**Dataset records**:
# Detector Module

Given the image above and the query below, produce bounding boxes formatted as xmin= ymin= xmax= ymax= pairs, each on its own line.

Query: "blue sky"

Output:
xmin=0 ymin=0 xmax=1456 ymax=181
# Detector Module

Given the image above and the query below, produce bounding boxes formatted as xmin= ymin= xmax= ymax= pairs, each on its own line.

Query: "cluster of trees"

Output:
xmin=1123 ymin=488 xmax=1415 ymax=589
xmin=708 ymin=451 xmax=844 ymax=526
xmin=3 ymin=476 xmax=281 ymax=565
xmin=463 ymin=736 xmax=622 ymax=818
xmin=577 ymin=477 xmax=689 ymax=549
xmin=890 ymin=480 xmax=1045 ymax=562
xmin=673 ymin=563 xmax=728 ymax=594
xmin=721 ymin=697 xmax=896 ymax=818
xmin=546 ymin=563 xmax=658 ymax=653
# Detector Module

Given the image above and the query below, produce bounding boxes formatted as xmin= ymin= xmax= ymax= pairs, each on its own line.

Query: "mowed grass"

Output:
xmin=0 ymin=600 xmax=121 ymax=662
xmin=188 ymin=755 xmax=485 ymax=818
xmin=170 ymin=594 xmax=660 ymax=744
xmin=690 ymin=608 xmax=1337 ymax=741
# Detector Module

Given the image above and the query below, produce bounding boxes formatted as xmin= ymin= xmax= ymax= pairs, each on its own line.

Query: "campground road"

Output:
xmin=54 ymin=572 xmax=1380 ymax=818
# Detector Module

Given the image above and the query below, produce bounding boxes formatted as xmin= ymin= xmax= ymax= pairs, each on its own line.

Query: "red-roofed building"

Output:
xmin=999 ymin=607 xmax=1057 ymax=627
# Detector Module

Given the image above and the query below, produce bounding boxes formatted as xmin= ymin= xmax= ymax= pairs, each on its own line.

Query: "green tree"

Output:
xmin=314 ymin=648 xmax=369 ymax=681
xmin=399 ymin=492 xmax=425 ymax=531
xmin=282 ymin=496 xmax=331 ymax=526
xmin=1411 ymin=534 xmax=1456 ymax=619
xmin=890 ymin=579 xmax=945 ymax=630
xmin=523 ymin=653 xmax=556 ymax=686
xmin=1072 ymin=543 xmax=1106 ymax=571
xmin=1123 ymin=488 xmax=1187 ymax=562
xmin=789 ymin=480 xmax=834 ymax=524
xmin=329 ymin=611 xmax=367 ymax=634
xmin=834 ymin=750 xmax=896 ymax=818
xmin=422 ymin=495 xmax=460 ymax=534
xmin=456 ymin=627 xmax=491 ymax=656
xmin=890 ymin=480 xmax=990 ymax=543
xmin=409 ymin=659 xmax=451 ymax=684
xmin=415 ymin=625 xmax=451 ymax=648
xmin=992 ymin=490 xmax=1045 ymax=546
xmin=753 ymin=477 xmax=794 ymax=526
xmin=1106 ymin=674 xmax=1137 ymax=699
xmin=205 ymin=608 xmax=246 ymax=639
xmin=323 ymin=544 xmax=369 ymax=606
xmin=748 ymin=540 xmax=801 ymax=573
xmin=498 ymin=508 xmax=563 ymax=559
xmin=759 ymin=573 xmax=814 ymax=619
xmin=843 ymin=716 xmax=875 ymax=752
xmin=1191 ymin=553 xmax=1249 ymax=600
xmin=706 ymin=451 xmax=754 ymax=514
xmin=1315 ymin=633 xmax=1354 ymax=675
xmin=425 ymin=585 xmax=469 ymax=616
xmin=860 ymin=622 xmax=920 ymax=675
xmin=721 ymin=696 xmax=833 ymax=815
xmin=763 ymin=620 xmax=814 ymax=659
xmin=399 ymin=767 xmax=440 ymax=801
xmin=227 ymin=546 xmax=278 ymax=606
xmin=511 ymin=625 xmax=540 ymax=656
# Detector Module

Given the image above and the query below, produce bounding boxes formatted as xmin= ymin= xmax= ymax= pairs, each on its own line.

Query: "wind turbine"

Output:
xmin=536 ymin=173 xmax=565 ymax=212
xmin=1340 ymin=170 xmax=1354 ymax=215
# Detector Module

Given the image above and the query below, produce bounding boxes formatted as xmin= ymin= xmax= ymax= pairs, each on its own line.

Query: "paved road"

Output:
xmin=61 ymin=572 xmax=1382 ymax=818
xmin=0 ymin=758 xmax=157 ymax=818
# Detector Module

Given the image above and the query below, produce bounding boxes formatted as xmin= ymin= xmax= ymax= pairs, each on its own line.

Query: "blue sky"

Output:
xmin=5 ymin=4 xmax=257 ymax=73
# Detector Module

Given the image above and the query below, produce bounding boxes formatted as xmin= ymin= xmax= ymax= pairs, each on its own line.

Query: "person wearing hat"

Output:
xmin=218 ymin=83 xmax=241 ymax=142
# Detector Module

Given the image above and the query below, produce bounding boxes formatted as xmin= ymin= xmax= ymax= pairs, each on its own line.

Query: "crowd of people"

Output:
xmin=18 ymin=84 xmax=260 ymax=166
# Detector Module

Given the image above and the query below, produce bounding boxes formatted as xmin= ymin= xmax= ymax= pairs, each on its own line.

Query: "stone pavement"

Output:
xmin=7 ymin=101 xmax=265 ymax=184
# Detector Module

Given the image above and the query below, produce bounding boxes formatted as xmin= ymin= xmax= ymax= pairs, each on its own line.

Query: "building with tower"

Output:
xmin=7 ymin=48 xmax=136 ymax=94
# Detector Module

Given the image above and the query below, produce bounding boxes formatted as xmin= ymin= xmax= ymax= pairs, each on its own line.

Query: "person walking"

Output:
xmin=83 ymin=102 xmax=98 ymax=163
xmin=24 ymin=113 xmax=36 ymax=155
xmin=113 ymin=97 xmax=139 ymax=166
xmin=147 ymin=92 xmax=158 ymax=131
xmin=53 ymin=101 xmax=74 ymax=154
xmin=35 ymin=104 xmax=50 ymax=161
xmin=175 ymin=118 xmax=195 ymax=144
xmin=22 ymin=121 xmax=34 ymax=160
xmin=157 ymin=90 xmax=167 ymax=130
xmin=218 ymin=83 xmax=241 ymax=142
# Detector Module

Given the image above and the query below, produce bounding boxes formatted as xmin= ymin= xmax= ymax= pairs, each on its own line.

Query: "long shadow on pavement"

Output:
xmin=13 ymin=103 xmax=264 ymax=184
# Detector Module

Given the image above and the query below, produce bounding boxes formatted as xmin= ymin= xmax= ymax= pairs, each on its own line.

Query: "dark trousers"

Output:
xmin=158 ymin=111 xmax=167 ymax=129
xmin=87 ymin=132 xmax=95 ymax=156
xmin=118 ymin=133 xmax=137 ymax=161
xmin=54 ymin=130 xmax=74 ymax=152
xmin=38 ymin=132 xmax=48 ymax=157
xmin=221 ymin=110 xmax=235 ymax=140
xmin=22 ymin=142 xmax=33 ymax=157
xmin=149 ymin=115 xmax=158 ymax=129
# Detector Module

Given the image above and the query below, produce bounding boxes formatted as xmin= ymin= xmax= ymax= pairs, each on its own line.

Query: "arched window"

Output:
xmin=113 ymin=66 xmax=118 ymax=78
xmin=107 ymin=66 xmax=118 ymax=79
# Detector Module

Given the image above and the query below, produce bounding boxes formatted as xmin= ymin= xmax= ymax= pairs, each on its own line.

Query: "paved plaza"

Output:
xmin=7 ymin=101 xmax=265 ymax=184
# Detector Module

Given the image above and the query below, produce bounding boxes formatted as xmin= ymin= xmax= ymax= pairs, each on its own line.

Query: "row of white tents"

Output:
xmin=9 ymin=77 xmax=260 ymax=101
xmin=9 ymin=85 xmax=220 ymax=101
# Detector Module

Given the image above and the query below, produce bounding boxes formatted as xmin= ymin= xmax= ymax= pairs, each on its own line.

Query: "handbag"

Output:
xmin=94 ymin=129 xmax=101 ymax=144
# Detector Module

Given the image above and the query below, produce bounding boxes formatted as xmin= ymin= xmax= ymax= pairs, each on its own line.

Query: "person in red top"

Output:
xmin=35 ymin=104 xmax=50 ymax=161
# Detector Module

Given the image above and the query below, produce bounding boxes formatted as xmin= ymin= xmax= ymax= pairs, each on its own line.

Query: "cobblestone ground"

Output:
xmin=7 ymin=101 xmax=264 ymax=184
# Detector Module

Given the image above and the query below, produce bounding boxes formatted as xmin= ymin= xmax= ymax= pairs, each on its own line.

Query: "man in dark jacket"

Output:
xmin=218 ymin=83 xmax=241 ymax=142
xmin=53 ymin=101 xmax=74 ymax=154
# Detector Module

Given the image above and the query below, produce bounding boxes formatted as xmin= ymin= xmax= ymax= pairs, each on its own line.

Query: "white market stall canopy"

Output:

**To do**: Please reproduce the rows from the very first line up to and including the line containing "xmin=0 ymin=0 xmax=1456 ymax=181", with "blue sky" swapped for "clear sky" and nothing else changed. Give only those lines.

**Answer to the task**:
# Detector Module

Given the image above and the query below, produce bounding boxes formatted as xmin= ymin= xmax= ymax= pairs, each on its own line.

Query: "clear sky"

Output:
xmin=0 ymin=0 xmax=1456 ymax=181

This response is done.